Dataset entries
BEGIN
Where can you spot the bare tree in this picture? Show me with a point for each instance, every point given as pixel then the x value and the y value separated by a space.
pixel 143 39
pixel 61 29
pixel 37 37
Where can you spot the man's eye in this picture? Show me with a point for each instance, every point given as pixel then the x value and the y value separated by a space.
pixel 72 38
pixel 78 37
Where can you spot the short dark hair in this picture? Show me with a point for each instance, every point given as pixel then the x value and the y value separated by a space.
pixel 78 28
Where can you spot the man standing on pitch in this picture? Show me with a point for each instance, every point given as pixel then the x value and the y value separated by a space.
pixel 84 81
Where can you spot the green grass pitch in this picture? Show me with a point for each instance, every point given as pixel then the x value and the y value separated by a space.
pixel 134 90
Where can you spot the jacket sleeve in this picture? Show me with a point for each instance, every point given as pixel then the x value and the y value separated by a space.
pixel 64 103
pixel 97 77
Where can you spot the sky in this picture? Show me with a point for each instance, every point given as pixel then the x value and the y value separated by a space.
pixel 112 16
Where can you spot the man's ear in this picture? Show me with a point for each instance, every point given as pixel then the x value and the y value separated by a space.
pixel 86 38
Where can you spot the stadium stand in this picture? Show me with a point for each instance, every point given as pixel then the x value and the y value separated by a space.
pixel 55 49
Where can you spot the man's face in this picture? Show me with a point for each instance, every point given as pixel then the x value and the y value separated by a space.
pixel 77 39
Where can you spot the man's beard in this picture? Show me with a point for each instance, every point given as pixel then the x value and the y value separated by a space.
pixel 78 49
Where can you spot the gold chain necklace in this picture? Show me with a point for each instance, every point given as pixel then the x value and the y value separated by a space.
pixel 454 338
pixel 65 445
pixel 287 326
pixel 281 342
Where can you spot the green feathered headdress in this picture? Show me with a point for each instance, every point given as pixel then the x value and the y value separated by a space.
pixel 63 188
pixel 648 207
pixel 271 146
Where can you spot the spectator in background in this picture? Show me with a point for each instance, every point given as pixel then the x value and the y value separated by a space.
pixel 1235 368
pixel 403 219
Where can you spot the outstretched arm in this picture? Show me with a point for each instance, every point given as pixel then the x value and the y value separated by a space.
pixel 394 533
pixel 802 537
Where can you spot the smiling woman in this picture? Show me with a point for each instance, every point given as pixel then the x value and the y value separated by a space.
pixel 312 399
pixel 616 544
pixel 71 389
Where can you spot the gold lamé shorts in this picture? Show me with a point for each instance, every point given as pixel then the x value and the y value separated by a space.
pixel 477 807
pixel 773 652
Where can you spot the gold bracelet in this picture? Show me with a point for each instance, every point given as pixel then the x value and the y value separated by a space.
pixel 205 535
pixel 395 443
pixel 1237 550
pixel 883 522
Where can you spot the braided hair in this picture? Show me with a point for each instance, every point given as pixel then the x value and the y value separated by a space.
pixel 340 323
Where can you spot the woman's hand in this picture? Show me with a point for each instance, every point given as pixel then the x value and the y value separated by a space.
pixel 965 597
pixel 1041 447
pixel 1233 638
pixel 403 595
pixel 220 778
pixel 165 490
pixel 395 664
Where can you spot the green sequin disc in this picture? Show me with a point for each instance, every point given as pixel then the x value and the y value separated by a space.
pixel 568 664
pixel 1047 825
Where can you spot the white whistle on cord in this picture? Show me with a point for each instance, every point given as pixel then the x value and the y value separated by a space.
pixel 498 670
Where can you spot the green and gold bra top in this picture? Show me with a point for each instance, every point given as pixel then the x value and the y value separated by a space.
END
Retype the records above exactly as they appear.

### Task response
Where can you spot the bare tree in this picture? Show me with a point for each instance, every point given as pixel then the x value and the y value separated by a space.
pixel 143 39
pixel 61 29
pixel 37 37
Where can you spot the man's eye in this picture? Show me with a point for each instance, every point given as pixel then the x value and the y value separated by a space.
pixel 72 38
pixel 78 37
Where can you spot the short dark hair in this picture? Show me with a point for each instance, every point given as pixel then the x value and the y value separated by a space.
pixel 78 28
Where can you spot the man standing on pitch in this picture? Show me with a point for each instance, every point given as pixel then the x value and the y value separated by a space.
pixel 84 81
Where can you spot the green grass pitch in this picture? Show me with a point for each instance, every point given as pixel then the x value and the y value separated by a space.
pixel 134 90
Where can you spot the jacket sleeve in this picture? Show me with a point for each instance, every point given as pixel then the x value and the y value separated by a space.
pixel 64 103
pixel 97 77
Where can you spot the sky in this picture? Show me with a point for each instance, every point given as pixel then the x value and the y value separated by a space.
pixel 112 16
Where can you spot the man's ear in this picture? Show me with a point for each instance, every point given as pixel then the x value and the y value separated by a space.
pixel 86 38
Where can you spot the stadium stand in this picture? Show me with a point for each instance, every point given as pixel then the x value and the y value separated by a space.
pixel 55 49
Where can you spot the man's face in this picture? Show me with a point for each instance, every point given as pixel then the x value and the y value separated by a space.
pixel 77 39
Where can you spot the man's beard in this picture? Show me with a point for each instance, every point given as pixel then the x value and the y value separated by a space.
pixel 78 49
Where can you spot the gold chain necklace in this picture? Show me with a point for each instance, every point given as pixel then the x value and the y value separated by a space.
pixel 454 338
pixel 65 445
pixel 287 326
pixel 281 342
Where can you spot the green feathered headdress in this picture? Show me with a point for each instance, every point given as pixel then the x value and the y value separated by a space.
pixel 63 188
pixel 648 207
pixel 271 146
Where can you spot the spectator in background in this picture? Show me with a point for each instance, every point given as pixel then the x value and the y value separated by a space.
pixel 1235 368
pixel 403 219
Where can you spot the outstretched arm in this picture? Show me with a point for each instance, every point given as pixel then the x value and the y value separated by a space.
pixel 394 533
pixel 802 537
Where can you spot the smiling woman in this picture? Show me with a point for each instance, every point given as pixel then the x value and the y value separated by a space.
pixel 312 399
pixel 616 544
pixel 71 389
Where can you spot the gold lamé shorts in this picture? Show me with a point for each instance, every point given as pixel then the x value and the y value separated by a space.
pixel 477 807
pixel 773 652
Where can you spot the gold bracelet in this picture? Show me with a point for each instance, every point given as pixel then the x value and the y value separated by a space.
pixel 205 535
pixel 395 443
pixel 1237 550
pixel 883 522
Where can you spot the braided hair in this picture? Show me with a point for each instance, every point given as pixel then the x value and the y value separated by a space.
pixel 340 323
Where can you spot the woman's hand in this picture? Show me with a point for each instance, every point given as pixel then the x value and the y value separated by a space.
pixel 965 597
pixel 1041 447
pixel 1233 638
pixel 403 595
pixel 220 778
pixel 165 490
pixel 395 664
Where can you spot the green sequin disc in this picture? Show me with a point for each instance, every point given as pixel then the x value and the y value separated by a space.
pixel 568 664
pixel 1047 825
Where can you spot the white whistle on cord in this picture? Show me with a point for each instance, every point given as pixel then the x value and the y value separated by a space.
pixel 498 670
Where can you spot the green and gold bra top in this picture? Show me with a point for each instance, every point given as pixel then the x value and the y value separated by a space.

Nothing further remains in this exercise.